(Recorded data)
[START]

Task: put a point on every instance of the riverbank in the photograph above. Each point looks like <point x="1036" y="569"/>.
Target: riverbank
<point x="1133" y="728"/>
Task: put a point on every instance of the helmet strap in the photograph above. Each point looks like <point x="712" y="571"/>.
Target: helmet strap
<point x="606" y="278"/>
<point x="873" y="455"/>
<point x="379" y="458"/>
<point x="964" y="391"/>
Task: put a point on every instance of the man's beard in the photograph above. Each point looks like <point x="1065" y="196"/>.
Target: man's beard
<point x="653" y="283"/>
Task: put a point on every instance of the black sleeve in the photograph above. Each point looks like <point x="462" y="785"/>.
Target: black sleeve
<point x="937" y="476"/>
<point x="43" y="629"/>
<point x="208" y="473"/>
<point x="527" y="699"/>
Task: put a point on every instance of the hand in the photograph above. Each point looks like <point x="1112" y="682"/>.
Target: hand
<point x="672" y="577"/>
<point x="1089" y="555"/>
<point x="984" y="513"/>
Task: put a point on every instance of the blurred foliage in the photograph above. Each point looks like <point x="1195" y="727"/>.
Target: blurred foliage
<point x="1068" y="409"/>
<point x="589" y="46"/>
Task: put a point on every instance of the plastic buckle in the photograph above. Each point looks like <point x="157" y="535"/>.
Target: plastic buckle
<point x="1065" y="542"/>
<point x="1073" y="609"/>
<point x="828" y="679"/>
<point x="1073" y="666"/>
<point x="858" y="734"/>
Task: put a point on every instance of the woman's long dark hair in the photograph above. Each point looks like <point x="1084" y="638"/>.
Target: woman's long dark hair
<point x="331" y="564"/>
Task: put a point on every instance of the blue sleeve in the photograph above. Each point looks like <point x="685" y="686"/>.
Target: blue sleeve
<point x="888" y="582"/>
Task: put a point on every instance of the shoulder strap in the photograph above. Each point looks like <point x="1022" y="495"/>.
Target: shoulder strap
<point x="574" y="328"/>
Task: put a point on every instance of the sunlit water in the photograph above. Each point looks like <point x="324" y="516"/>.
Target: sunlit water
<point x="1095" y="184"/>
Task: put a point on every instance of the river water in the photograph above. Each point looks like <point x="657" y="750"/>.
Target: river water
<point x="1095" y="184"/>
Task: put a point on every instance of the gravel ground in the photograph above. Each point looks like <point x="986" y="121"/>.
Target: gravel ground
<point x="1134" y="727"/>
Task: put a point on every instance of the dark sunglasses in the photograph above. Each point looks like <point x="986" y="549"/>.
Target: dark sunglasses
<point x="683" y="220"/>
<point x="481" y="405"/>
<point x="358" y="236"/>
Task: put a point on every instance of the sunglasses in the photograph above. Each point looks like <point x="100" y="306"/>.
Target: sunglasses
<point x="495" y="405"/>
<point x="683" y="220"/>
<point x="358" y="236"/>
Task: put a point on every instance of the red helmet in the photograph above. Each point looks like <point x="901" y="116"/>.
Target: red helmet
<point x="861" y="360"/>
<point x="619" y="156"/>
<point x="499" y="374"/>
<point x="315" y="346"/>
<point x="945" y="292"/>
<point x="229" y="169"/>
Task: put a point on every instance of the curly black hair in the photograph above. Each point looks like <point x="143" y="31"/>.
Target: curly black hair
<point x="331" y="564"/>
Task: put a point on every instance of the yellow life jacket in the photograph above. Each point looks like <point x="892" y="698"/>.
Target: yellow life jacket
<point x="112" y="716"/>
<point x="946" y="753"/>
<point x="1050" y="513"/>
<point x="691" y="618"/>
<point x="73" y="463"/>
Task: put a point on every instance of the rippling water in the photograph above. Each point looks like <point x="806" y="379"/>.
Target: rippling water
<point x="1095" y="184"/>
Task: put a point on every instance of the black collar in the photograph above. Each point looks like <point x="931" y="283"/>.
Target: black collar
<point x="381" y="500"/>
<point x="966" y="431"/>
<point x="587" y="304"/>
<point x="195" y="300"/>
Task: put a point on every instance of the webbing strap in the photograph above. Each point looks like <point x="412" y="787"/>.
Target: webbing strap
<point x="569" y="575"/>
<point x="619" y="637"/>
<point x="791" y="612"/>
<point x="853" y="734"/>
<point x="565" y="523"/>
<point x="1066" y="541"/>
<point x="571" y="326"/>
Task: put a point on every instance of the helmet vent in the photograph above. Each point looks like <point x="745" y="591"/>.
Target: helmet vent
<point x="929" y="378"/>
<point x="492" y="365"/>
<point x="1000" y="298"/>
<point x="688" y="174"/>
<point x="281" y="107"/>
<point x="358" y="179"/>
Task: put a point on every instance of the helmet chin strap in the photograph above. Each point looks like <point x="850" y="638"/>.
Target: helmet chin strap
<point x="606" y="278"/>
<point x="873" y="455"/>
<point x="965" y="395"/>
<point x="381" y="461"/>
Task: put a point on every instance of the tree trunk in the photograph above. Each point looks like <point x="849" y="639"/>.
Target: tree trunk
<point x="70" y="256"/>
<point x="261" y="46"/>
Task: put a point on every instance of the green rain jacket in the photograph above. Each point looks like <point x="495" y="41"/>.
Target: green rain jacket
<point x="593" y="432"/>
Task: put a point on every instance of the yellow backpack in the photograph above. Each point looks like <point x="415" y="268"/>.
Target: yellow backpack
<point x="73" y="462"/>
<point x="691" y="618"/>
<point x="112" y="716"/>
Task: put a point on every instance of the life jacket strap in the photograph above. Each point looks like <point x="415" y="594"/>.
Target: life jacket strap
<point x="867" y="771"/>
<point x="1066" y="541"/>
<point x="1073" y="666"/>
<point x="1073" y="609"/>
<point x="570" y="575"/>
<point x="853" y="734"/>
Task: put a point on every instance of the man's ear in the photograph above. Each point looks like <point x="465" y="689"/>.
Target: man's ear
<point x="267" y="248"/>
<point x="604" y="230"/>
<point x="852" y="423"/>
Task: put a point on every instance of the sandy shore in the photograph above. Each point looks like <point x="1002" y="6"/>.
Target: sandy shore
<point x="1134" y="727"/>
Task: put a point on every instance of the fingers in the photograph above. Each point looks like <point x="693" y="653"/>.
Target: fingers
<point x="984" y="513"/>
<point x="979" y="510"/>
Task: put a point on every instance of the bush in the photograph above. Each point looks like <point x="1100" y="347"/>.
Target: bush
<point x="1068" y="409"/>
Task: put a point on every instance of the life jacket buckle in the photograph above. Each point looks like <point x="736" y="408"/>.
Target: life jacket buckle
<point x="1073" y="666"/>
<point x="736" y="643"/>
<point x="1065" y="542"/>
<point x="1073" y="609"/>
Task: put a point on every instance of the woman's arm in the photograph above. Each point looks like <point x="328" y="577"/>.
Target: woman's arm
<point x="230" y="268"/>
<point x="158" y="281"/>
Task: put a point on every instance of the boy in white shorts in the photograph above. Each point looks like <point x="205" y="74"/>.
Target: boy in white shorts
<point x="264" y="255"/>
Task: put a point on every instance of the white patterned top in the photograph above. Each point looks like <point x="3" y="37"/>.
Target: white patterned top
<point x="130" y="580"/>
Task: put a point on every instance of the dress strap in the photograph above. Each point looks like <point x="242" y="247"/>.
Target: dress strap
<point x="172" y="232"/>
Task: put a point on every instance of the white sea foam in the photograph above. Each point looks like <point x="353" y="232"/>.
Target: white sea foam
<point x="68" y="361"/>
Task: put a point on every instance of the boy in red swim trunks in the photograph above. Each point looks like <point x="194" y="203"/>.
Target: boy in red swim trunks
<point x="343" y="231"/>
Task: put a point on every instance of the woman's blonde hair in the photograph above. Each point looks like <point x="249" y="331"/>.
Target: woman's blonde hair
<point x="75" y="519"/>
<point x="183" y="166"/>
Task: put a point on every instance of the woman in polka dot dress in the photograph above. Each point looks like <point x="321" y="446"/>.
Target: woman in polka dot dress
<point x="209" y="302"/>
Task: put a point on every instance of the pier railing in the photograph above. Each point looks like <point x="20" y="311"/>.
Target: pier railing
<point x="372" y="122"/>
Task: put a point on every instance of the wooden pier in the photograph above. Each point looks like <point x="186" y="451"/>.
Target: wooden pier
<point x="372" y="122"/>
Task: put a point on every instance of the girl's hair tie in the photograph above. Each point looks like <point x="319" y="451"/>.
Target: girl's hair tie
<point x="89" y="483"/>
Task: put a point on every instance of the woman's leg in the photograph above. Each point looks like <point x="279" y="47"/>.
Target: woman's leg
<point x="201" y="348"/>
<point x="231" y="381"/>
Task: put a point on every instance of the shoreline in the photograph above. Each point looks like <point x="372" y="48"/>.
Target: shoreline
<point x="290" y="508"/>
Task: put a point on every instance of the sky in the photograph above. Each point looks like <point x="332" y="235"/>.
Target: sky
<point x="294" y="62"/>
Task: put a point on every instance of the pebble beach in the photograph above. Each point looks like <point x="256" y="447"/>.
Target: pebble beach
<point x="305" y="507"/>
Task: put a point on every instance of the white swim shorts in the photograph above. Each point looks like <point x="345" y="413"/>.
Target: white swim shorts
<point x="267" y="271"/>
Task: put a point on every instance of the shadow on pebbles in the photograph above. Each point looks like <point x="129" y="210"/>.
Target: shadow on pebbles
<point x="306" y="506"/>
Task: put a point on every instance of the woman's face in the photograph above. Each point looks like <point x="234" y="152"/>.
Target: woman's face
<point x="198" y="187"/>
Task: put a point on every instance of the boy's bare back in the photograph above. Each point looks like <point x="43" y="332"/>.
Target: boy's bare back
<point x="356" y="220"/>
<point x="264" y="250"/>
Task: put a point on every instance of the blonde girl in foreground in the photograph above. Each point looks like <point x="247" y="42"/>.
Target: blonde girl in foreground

[END]

▶ **Task prompt**: Write out the records above word for word, starting at the line containing "Task: put a point on every instance of the girl's" and continuing through the last line of the records.

▶ **Answer for the task**:
Task: put a point on every instance of the girl's hair tie in the photograph above. Each point looks like <point x="319" y="451"/>.
Target: girl's hair tie
<point x="89" y="483"/>
Task: put a point on every instance of the woman's leg in the photograph above. Each point looks like <point x="279" y="47"/>.
Target: woman's leg
<point x="201" y="348"/>
<point x="231" y="381"/>
Task: put a point on every instance of the shoreline in the photograph above. Each point looks like <point x="372" y="48"/>.
Target: shoreline
<point x="290" y="508"/>
Task: put a point on every instance of the sky in the photograph above. Each point looks like <point x="332" y="235"/>.
Target: sky
<point x="294" y="62"/>
Task: put a point on every instance of the pebble beach in the photograph above. Each point looks like <point x="256" y="447"/>.
Target: pebble beach
<point x="305" y="507"/>
Task: put a point on every instance of the white swim shorts in the photograph above. Each point looks like <point x="345" y="413"/>.
Target: white swim shorts
<point x="267" y="271"/>
Task: put a point on every instance of the shadow on pebbles in the photograph above. Each point looks like <point x="129" y="210"/>.
Target: shadow on pebbles
<point x="306" y="506"/>
Task: put a point on every instance of the woman's face in the photograph above. Each point looks like <point x="234" y="152"/>.
Target: woman's face
<point x="198" y="187"/>
Task: put a point on every instance of the boy's bare back in the photograph above. Each point looks like <point x="43" y="332"/>.
Target: boy's bare back
<point x="356" y="220"/>
<point x="264" y="250"/>
Task: put a point on every instance of the blonde girl in foreground in the photograph above. Each point looks like <point x="247" y="42"/>.
Target: blonde girl in foreground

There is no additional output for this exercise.